**Text**
+===+

Council OKs plans for nature center

By: Jennie Miller | Southfield Sun | Published November 23, 2011

 The 42-acre Carpenter Lake Nature Preserve opened in 2008 and features woodlands, forested wetlands and meadows overlooking the five-acre lake, with a mile’s worth of nature trails complete with interpretive signs, benches, and fishing and viewing platforms.

The 42-acre Carpenter Lake Nature Preserve opened in 2008 and features woodlands, forested wetlands and meadows overlooking the five-acre lake, with a mile’s worth of nature trails complete with interpretive signs, benches, and fishing and viewing platforms.

File photo David Schreiber


SOUTHFIELD — A $2.1 million construction project was approved by a special vote of the Southfield City Council Nov. 14, moving forward plans that have long been in the mix for a nature center to be built on the site of the Carpenter Lake Nature Preserve.

The preserve, opened to the public in 2008 after decades of planning and $1.5 million in grant funds, is a sprawling 42 acres of woodlands, forested wetlands and meadows overlooking the five-acre lake. A mile’s worth of nature trails with interpretive signs, benches, and fishing and viewing platforms were installed.

The proposed Carpenter Lake Nature Interpretive Center would be a 10,630-square-foot environmentally friendly educational facility sitting at the foot of the preserve, spanning the ravine, according to plans previously presented by the architecture and engineering firm Harley Ellis Devereaux.

While the path toward a realized nature preserve and educational facility has been a lengthy one, City Council acted quickly Nov. 14 to push forth the plans as grant expiration dates loomed.

Approximately $1.122 million of the $2.1 million project has already been funded, but it won’t be available for long, explained Southfield City Administrator Jim Scharret. This includes a $500,000 Michigan Department of Natural Resources grant, unanimously approved by council for acceptance back in 2007 with a city commitment of $500,000 in matching funds. While the city has applied for and received two extensions on the grant, a third will be granted only if the project is completed by Aug. 1, 2012, Scharret said.

Which means the bidding process needed to begin immediately.

“It would be a very tight construction process,” Scharret said. “If the decision is to move forward, we would need to act very aggressively.”

If the city does not make the construction timeline, the funds would not be reimbursed, Scharret added.

Other available funds include a $140,000 grant provided by the Environmental Protection Agency, a $150,000 donation provided by DENSO International America Inc., and $332,000 in architect and engineering service fees already budgeted by the Southfield Parks and Recreation Department in fiscal years 2009-10 and 2010-11.

That leaves a balance of $978,000 yet to be provided, and Scharret proposed a plan to council to have the Local Improvement Revolving Fund — typically used for emergency loans — advance the funds for the project for the time being. The Parks and Recreation Department would then reimburse the LIRF with interest-only payments, at 3 percent, beginning in fiscal year 2012-13. The Parks and Recreation Department would then be responsible for the nature center operating costs, which are currently estimated at $75,000 per year, Scharret said.

This plan does not take into account any revenue earned by the center.

+===+

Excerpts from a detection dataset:
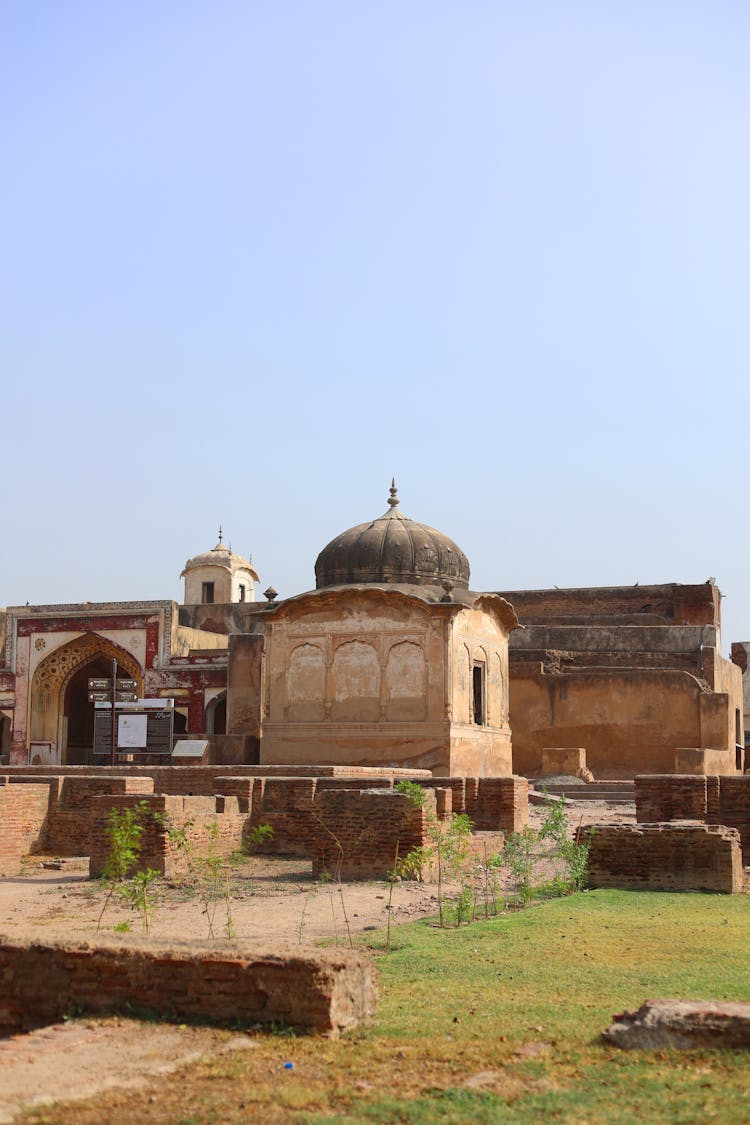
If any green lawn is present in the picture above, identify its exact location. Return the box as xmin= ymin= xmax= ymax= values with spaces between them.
xmin=23 ymin=891 xmax=750 ymax=1125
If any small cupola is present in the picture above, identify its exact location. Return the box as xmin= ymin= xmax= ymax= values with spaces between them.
xmin=180 ymin=528 xmax=260 ymax=605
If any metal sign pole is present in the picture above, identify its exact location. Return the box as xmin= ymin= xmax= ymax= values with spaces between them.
xmin=110 ymin=660 xmax=117 ymax=765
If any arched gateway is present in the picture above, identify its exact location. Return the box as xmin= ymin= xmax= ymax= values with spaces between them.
xmin=29 ymin=633 xmax=143 ymax=765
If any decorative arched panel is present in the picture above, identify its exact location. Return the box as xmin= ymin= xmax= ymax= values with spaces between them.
xmin=287 ymin=644 xmax=325 ymax=722
xmin=386 ymin=640 xmax=427 ymax=722
xmin=29 ymin=633 xmax=143 ymax=749
xmin=331 ymin=640 xmax=380 ymax=722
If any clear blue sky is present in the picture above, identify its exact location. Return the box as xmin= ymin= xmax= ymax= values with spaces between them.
xmin=0 ymin=0 xmax=750 ymax=648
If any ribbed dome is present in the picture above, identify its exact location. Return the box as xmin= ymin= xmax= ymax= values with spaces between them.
xmin=315 ymin=482 xmax=469 ymax=590
xmin=180 ymin=528 xmax=259 ymax=582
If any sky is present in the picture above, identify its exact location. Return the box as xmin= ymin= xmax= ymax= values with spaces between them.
xmin=0 ymin=0 xmax=750 ymax=651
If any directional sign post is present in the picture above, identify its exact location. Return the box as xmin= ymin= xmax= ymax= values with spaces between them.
xmin=89 ymin=660 xmax=138 ymax=766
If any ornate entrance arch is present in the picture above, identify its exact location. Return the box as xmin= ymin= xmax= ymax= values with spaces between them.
xmin=29 ymin=633 xmax=143 ymax=761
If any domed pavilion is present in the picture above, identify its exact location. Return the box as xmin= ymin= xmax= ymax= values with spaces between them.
xmin=250 ymin=483 xmax=518 ymax=777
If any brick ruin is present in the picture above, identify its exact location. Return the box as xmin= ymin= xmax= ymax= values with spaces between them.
xmin=581 ymin=822 xmax=744 ymax=894
xmin=0 ymin=766 xmax=528 ymax=879
xmin=0 ymin=938 xmax=377 ymax=1037
xmin=582 ymin=774 xmax=750 ymax=894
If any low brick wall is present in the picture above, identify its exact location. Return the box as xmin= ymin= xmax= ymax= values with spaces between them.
xmin=0 ymin=777 xmax=49 ymax=873
xmin=675 ymin=746 xmax=737 ymax=775
xmin=411 ymin=774 xmax=528 ymax=834
xmin=635 ymin=774 xmax=750 ymax=865
xmin=581 ymin=821 xmax=743 ymax=894
xmin=1 ymin=765 xmax=432 ymax=797
xmin=0 ymin=937 xmax=377 ymax=1036
xmin=1 ymin=766 xmax=528 ymax=873
xmin=311 ymin=789 xmax=505 ymax=881
xmin=313 ymin=789 xmax=435 ymax=880
xmin=474 ymin=775 xmax=528 ymax=834
xmin=89 ymin=794 xmax=247 ymax=878
xmin=542 ymin=746 xmax=589 ymax=777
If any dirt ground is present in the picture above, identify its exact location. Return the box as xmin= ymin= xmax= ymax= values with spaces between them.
xmin=0 ymin=802 xmax=635 ymax=1125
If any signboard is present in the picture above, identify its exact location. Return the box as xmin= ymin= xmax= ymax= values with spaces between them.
xmin=117 ymin=712 xmax=148 ymax=750
xmin=89 ymin=677 xmax=138 ymax=693
xmin=89 ymin=692 xmax=138 ymax=703
xmin=93 ymin=700 xmax=174 ymax=761
xmin=93 ymin=698 xmax=174 ymax=711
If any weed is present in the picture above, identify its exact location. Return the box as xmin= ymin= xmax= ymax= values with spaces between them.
xmin=503 ymin=798 xmax=588 ymax=906
xmin=97 ymin=801 xmax=155 ymax=932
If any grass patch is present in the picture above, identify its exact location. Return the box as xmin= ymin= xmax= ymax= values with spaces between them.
xmin=19 ymin=891 xmax=750 ymax=1125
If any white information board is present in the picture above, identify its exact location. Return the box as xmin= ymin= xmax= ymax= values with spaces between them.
xmin=117 ymin=714 xmax=148 ymax=749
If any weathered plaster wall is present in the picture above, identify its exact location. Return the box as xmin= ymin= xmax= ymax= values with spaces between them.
xmin=258 ymin=587 xmax=515 ymax=776
xmin=499 ymin=583 xmax=721 ymax=626
xmin=261 ymin=590 xmax=449 ymax=768
xmin=510 ymin=669 xmax=734 ymax=779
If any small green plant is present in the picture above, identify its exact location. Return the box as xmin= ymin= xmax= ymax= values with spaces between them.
xmin=395 ymin=781 xmax=472 ymax=928
xmin=503 ymin=798 xmax=588 ymax=906
xmin=314 ymin=813 xmax=354 ymax=948
xmin=97 ymin=801 xmax=150 ymax=932
xmin=168 ymin=820 xmax=273 ymax=941
xmin=394 ymin=781 xmax=425 ymax=809
xmin=118 ymin=867 xmax=159 ymax=934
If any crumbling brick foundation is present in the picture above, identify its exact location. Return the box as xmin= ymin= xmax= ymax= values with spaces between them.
xmin=581 ymin=821 xmax=743 ymax=894
xmin=0 ymin=938 xmax=377 ymax=1036
xmin=89 ymin=794 xmax=247 ymax=878
xmin=635 ymin=774 xmax=750 ymax=865
xmin=0 ymin=777 xmax=49 ymax=871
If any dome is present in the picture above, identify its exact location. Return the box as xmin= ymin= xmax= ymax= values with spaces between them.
xmin=180 ymin=528 xmax=259 ymax=582
xmin=315 ymin=482 xmax=469 ymax=590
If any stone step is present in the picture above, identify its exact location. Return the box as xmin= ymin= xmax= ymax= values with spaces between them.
xmin=534 ymin=779 xmax=635 ymax=804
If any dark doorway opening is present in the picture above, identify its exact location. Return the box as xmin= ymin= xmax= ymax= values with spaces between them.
xmin=63 ymin=656 xmax=112 ymax=766
xmin=471 ymin=663 xmax=485 ymax=727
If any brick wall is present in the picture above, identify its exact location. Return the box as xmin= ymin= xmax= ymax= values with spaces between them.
xmin=474 ymin=776 xmax=528 ymax=834
xmin=635 ymin=774 xmax=707 ymax=824
xmin=311 ymin=789 xmax=435 ymax=880
xmin=635 ymin=774 xmax=750 ymax=864
xmin=0 ymin=777 xmax=49 ymax=872
xmin=581 ymin=822 xmax=743 ymax=894
xmin=89 ymin=793 xmax=247 ymax=878
xmin=706 ymin=774 xmax=750 ymax=865
xmin=0 ymin=941 xmax=377 ymax=1036
xmin=44 ymin=774 xmax=154 ymax=855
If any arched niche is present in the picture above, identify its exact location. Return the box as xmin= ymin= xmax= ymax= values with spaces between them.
xmin=331 ymin=640 xmax=380 ymax=722
xmin=29 ymin=633 xmax=143 ymax=765
xmin=386 ymin=640 xmax=427 ymax=722
xmin=287 ymin=642 xmax=325 ymax=722
xmin=205 ymin=692 xmax=226 ymax=735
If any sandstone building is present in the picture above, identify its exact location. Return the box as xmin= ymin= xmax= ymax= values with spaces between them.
xmin=228 ymin=485 xmax=517 ymax=777
xmin=0 ymin=485 xmax=747 ymax=777
xmin=503 ymin=582 xmax=744 ymax=779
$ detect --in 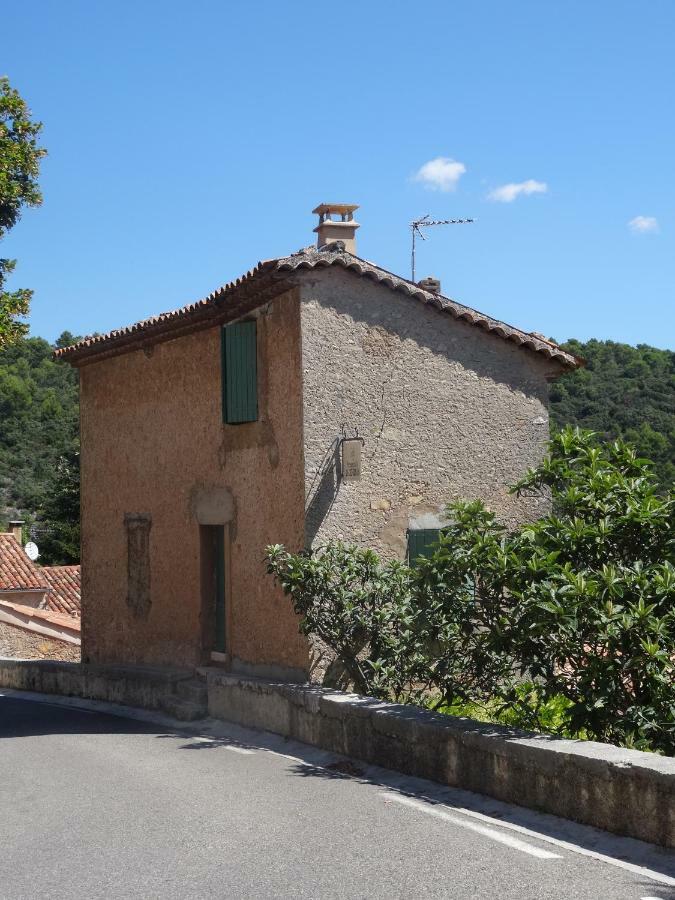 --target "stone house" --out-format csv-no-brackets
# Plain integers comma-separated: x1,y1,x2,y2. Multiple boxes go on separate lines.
57,204,578,679
0,523,80,661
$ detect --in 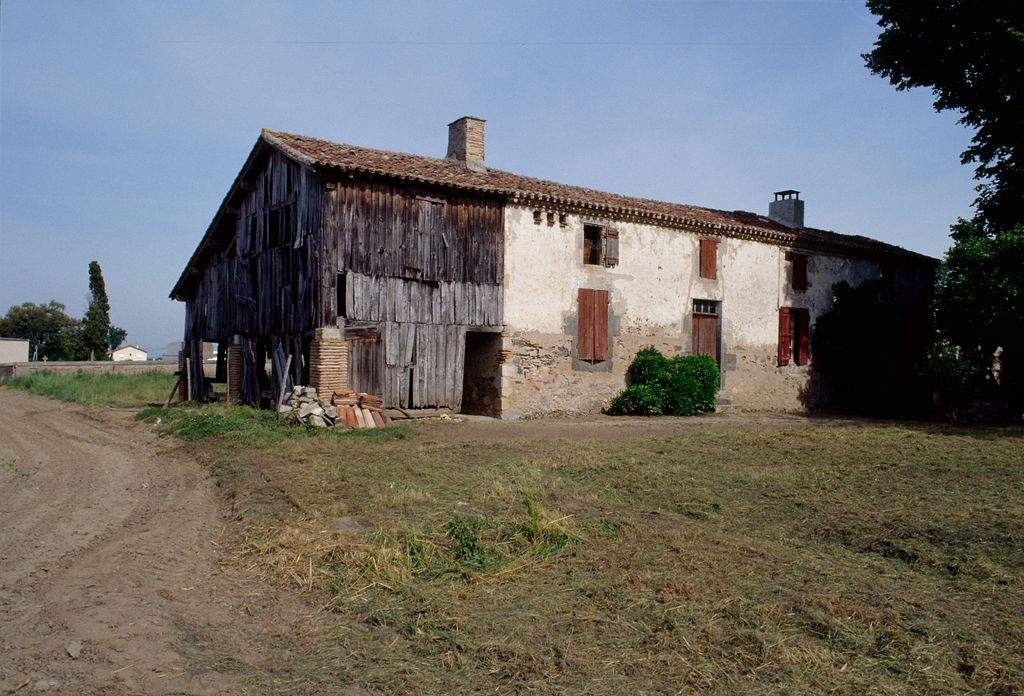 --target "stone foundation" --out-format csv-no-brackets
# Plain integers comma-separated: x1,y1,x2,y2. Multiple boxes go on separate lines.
309,329,348,398
225,344,242,403
501,333,819,420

+===+

**Exercises to complete**
[A] List the types of landscape that the nature center article says make up the Carpenter Lake Nature Preserve.
[B] Translate this sentence from the nature center article into Spanish: "If the city does not make the construction timeline, the funds would not be reimbursed, Scharret added."
[C] Resume the Southfield nature center article from its final sentence.

**Responses in order**
[A]
Woodlands
Forested wetlands
Meadows

[B] Si la ciudad no cumple con el plazo de construcción, los fondos no serían reembolsados, añadió Scharret.

[C]
Scharret also suggested that the interest rate on the existing LIRF loan for the Carpenter Lake project be reduced from 6 percent to 3 percent.

“If council wants to do it now, this is the best way to do it, this is the best way to finance it — it’s cost-effective for all the funds involved,” Scharret said.

Council was torn on how to proceed. Three voted in favor, two were opposed. Two were absent. The plans were approved.

“My intuition tells me not now,” said City Councilman Sidney Lantz. “I personally don’t think we should do this and spend this money now. We just had a millage. We’re not going to spend … close to a million dollars of our own funds. … The people who just passed the millage, how are they going to feel about us spending all this money?”

City Councilwoman Joan Seymour pointed out that the grant money and donation that is on the table for the project would be lost if council didn’t act.

City Councilman Don Fracassi said that the funds for Parks and Recreation cannot be
diverted to any other project, and that it’s worth the cost to move forward.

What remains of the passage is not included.